- _Passage provided_
○ ○ ○

Shadow Government

How the Woodward saga could make for a Greek tragedy in the White House

If the full feature lives up to the trailer, Bob Woodward’s book about how President Obama has handled the commander-in-chief duties is a very damning indictment of the first two years. Reportedly, the Obama White House fully cooperated with Woodward in the hopes of securing more favorable treatment. But instead of enjoying a valentine, it seems ...

Chip Somodevilla/Getty Images
Chip Somodevilla/Getty Images

If the full feature lives up to the trailer, Bob Woodward’s book about how President Obama has handled the commander-in-chief duties is a very damning indictment of the first two years. Reportedly, the Obama White House fully cooperated with Woodward in the hopes of securing more favorable treatment. But instead of enjoying a valentine, it seems they are better considered victims of a vendetta.

Some caveats are in order. When I finally get the chance to the read the full book, perhaps some of the more damaging quotes and anecdotes will seem less problematic in context. And as Woodward’s books on the Bush presidency show, sometimes the author’s argument overtakes the evidence — a problem that gets "fixed" in later installments. Thus, Woodward’s argument about a Bush White House in a "State of Denial," is rather thoroughly eviscerated by the reporting Woodward does in his sequel, The War Within. But in my experience, Woodward’s accounts are generally very well sourced and reliable in what they cover (the problems are usually in what they leave uncovered).  

To me, the account reads like a Greek tragedy, with the protagonists committing the very errors that hubris foreshadowed. In fact, if you want to compile a list of the debilities of the Obama administration that Woodward uncovers, just draw up a list of the Obama campaign’s favorite attack lines against the Bush administration. Thus we find:

  • A president "misleading" the American public. He campaigned on the claim that Afghanistan is a war of necessity that was under-resourced because President Bush ignored military advice, but he privately was forcing his national security team to embrace arbitrary resource and time constraints and to rush to a minimum footprint, and in doing so running roughshod over his military advisors.

○ ○ ○

- _Jobs_
• A. Which words or phrases does the article on the Woodward book place inside quotation marks?
• B. Pick up the article on the Woodward book right after its final sentence and carry it on.

- _Recorded information_
○ ○ ○

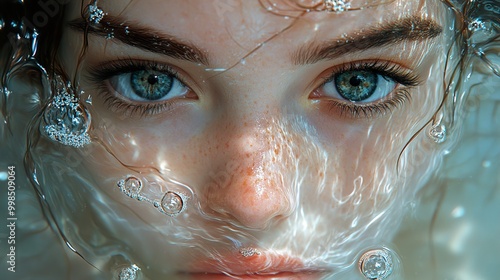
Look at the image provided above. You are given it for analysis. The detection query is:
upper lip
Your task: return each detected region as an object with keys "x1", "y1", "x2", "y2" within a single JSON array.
[{"x1": 182, "y1": 249, "x2": 324, "y2": 275}]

○ ○ ○

- _Responses to the tasks_
• A. "fixed", "State of Denial", "misleading"

• B.
  • Feuding advisors arguing as much over personality as over policy. The clashes between Rumsfeld, Powell, Cheney, and Rice in the first Bush term were legendary and, according to the beltway wisdom that fueled the Obama campaign, resulted in egregious strategic missteps. Woodward documents feuds every bit as personal and petty, indeed with more colorful quotes: a team comprised of "waterbugs," "Politburo," "mafia," and "the most egotistical bastard [VP Biden has] ever met." And, more ominously, the turf fights and mistrust seem to crisscross the civil-military divide as well as the official hierarchy, with Cabinet principals dissing deputies (look for the revenge of the deputies in later installments).
  • National security policy dictated more by partisan interests than by the national interest. Thus Woodward reports Obama imposing an artificial timeline on the Afghan surge because the President is adamant that "…I can’t lose the whole Democratic party."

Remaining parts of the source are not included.